1993 - Salmon fishing on the River Beauly, Scotland
He was dressed by Hardy's
of Alnwick but it could have been Hardy Amies. Teeth clamped
around the remains of a Davidoff, standing waist-deep in
clear running water, the fisherman eased back his rod and
cast the fly.
He cast with all the assurance
of someone who had four salmon on the bank in the time it
took to smoke his cigar. They looked like bars of silver-made-flesh,
only silver is probably cheaper.
Fishing the Lower Falls
beat of the River Beauly in Inverness-shire in July is a
heartening experience at a time when estuary netting, drift
netting at sea, disease and seals have contributed to a
decline in the Scottish salmon. On the Lower Falls beat
the fish are there in large numbers, and they are being
caught.
There is a price to pay,
however: £70,000 for the right to use one rod in perpetuity
for a single July week. Stalking potential buyers can be
a sport in itself. Further along the bank, a visiting American
had rented a rod with a view to buying if his week went
well.
Clad in black waders, deer-stalker
hat and pale cream waistcoat, he looked part-frogman, part-fisherman.
He had flown over on Concorde, lured by the mystique of
the Scottish salmon. But would he take the bait? He had
caught one fish in three days.
Others were catching bagfuls.
Eighteen had been taken on the Tuesday and 75 the previous
week, the famous Ferry Pool living up to its reputation.
Yet one woman was still inclined to grumble. She had not
caught anything that morning.
'I can't understand the
attitude of some fishers', said William Midwood, managing
director of River Beauly Fishings which owns the beats.
Midwood is fishing -mad, comes from a landed background
and manages to blend his passion for the salmon and its
welfare with the realities of running a salmon river for
profit.
The Upper, Middle and Lower
Beauly beats were bought from The Hon Simon Fraser, Master
of Lovat and son of Lord Lovat, whose family had owned the
fishings for centuries, in 1990. The new owners adopted
the fashionable late-1980s trend of parcelling-up river
beats and selling them in 'rod-weeks'. The stigma of Spanish
holiday disasters has led most of the fishing companies
to describe their time-share arrangements as syndication,
but it amounts to the same thing.
The price that fisheries
charge depends on the average catches. The £70,000
asking price for the Lower Beauly beat, for example, was
based on an average of seven fish a week at that time of
year, or £10,000 per fish. Asking prices are lower
at other times of the year when fish are scarcer.
Because some people catch
more than others, and because salmon do not always oblige
by swimming up the river at the appointed time, the wisest
syndicate managers are investing in the future.
The managers of Beauly Fishings
have taken something of a designer-river approach, creating
lies for fish where none existed. If the water is too low
it is raised by the creation of a weir. If the salmon need
rocks for a resting lie, they get them. If the fisherman
needs a light for his cigar there is a gillie on hand ready
to oblige.
Instead of leaving all the
returning salmon to their own devices, the gillies spend
the winter seeding the feeder burns with fry, hatched from
salmon, stripped of their eggs and milt.
The fry are ladled from
buckets, one into every square meter of water. 'They soon
establish their own territories and do not bunch up in shoals,
which is what happens if they are all thrown in together.
This way, I believe, they have a much better chance of survival',
says Midwood.

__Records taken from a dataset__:
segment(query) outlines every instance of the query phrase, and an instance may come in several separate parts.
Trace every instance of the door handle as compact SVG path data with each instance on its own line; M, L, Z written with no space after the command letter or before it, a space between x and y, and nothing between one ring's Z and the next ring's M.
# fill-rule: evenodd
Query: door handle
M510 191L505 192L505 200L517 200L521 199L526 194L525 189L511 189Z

__TASK INSTRUCTIONS__:
Rewrite the salmon fishing article from "Yet one woman" up to and including "owns the beats.", changing "grumble" to "complain". The listing comes from a different source than the salmon fishing article.

__WRITTEN REPLY__:
Yet one woman was still inclined to complain. She had not
caught anything that morning.
'I can't understand the
attitude of some fishers', said William Midwood, managing
director of River Beauly Fishings which owns the beats.